--- REQUIREMENT ---
Copy each of the following records line for line, with no changes.

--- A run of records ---
* START *

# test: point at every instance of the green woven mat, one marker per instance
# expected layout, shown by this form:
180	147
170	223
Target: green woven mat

* END *

--- OUTPUT FOR THIS TASK ---
# test: point at every instance of the green woven mat, one marker per instance
# expected layout, shown by this form:
180	147
170	223
Target: green woven mat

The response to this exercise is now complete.